Begin Records shown
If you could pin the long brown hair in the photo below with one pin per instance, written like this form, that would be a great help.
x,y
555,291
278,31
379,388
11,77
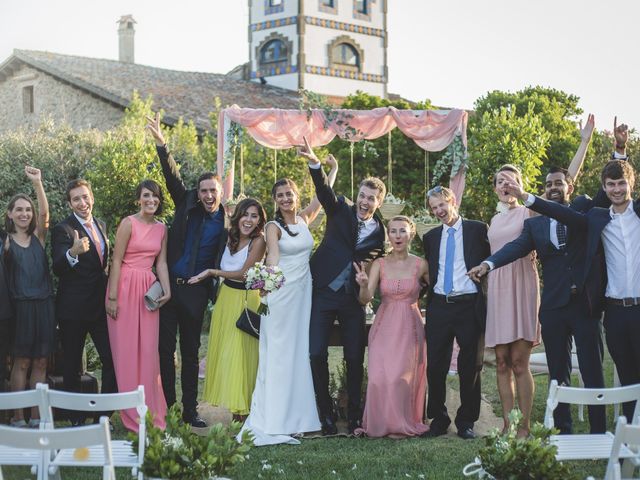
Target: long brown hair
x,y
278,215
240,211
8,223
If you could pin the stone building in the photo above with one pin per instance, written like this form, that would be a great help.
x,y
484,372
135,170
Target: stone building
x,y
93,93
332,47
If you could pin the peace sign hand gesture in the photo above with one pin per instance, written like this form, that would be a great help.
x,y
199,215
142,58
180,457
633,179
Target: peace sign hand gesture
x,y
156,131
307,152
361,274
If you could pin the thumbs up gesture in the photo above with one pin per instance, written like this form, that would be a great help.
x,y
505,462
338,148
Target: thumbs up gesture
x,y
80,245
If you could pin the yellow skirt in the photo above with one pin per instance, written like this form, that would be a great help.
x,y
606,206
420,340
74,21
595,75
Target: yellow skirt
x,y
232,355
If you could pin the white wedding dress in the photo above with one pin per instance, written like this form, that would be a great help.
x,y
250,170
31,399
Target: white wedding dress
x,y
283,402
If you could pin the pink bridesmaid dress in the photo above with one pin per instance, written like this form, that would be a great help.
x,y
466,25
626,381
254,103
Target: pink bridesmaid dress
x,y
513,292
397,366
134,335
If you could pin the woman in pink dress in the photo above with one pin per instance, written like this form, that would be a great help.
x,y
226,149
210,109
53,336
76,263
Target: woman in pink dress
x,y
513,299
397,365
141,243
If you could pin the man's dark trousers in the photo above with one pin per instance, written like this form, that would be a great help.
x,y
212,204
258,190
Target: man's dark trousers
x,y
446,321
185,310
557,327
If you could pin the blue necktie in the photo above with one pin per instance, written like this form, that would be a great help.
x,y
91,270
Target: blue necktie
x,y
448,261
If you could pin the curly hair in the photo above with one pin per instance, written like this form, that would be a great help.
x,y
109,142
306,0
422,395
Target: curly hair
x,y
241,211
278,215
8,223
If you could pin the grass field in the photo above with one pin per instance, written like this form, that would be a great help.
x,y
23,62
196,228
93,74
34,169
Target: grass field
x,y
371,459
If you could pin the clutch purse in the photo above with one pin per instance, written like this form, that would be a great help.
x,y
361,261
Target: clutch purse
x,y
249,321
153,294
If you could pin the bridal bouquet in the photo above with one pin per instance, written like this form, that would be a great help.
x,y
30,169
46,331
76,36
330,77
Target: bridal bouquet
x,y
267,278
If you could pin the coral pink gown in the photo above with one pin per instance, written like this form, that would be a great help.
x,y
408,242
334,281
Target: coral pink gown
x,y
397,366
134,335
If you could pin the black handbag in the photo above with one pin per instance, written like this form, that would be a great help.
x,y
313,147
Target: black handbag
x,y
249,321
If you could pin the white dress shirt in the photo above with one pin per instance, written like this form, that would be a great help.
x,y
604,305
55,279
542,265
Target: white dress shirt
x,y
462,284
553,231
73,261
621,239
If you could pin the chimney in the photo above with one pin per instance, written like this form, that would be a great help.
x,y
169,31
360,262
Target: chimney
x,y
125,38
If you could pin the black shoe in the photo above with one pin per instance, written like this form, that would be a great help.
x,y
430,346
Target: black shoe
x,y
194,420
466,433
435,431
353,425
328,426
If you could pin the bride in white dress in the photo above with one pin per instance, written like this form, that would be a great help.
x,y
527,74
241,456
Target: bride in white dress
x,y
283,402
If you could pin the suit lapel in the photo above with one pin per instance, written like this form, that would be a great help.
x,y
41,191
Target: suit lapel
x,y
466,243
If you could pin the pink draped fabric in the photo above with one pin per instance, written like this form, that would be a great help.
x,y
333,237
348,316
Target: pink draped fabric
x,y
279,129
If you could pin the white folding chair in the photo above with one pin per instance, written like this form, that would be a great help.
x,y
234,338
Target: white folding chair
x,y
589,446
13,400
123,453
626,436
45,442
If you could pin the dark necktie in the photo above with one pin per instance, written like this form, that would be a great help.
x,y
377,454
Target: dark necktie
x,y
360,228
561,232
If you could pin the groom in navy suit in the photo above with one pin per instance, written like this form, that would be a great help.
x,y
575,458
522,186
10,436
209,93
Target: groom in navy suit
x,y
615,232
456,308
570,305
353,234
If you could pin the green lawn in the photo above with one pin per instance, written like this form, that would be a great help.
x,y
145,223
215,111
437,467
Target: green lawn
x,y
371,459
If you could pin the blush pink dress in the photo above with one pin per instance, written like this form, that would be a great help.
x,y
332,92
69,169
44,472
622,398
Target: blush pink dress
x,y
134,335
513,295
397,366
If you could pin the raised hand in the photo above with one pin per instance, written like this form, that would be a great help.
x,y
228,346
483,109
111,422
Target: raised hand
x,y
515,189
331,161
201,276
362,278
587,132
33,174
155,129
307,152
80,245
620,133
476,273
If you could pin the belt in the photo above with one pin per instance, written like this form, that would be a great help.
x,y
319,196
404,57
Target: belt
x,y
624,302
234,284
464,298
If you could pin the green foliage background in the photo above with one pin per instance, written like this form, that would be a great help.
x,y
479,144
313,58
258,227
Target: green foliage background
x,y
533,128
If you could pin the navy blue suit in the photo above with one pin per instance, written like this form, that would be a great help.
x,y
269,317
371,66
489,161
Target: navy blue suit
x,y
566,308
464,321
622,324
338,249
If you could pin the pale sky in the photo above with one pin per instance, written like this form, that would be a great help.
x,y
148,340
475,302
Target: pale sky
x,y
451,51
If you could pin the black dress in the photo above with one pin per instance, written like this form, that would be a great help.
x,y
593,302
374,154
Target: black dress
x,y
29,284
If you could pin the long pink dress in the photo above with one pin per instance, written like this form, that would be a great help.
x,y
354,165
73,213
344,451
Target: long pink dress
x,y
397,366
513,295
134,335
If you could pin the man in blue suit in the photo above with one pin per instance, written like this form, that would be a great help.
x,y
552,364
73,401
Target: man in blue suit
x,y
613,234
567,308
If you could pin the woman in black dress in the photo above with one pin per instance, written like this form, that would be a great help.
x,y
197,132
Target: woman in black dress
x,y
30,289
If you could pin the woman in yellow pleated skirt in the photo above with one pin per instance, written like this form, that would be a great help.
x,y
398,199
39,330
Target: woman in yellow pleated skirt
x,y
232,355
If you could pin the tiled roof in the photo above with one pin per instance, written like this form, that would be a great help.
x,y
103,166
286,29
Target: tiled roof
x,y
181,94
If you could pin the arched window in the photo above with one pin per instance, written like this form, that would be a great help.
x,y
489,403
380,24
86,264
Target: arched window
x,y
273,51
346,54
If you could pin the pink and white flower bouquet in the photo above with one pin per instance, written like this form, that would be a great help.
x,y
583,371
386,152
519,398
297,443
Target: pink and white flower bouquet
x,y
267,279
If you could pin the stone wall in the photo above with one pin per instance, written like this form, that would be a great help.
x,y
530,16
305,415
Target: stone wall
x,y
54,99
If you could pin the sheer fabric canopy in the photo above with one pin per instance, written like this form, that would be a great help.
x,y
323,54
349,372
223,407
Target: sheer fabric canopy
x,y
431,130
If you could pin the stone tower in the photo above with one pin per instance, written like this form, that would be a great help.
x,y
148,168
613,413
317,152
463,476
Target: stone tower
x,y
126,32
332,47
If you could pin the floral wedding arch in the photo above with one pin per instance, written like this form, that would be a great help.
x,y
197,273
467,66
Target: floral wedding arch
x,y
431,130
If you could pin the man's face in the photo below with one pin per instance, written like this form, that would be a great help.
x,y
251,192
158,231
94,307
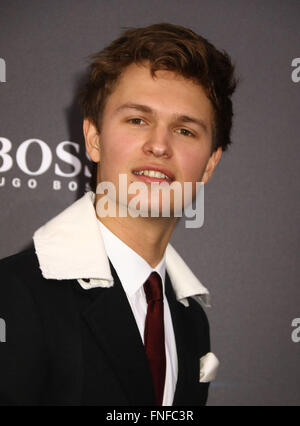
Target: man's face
End Records shown
Leaving out every picture, copy exactly the lines from the one that contains "If you could pin the stone wall" through the end of the entries above.

If you could pin the stone wall in the photo above with one pin per instance, written like this form, that would be a great help.
x,y
530,16
305,415
Target: stone wall
x,y
54,99
If you could pin the sheer fabric canopy in the photo above with one pin per instance, written like this form, that would be a great help.
x,y
323,54
349,372
223,407
Target: sheer fabric canopy
x,y
431,130
If you could pin the stone tower in the photo above with one pin per instance, written like this form, that would be a great help.
x,y
148,168
613,413
317,152
463,476
Target: stone tower
x,y
126,32
332,47
If you could pin the floral wedding arch in the photo above with one pin per instance, written like this form, that would be a great help.
x,y
197,273
467,66
Target: floral wedding arch
x,y
431,130
If you could pin the man's face in the photo below with one pin per instance, written like this form, that would be a great help.
x,y
251,192
158,231
94,307
Target: man's face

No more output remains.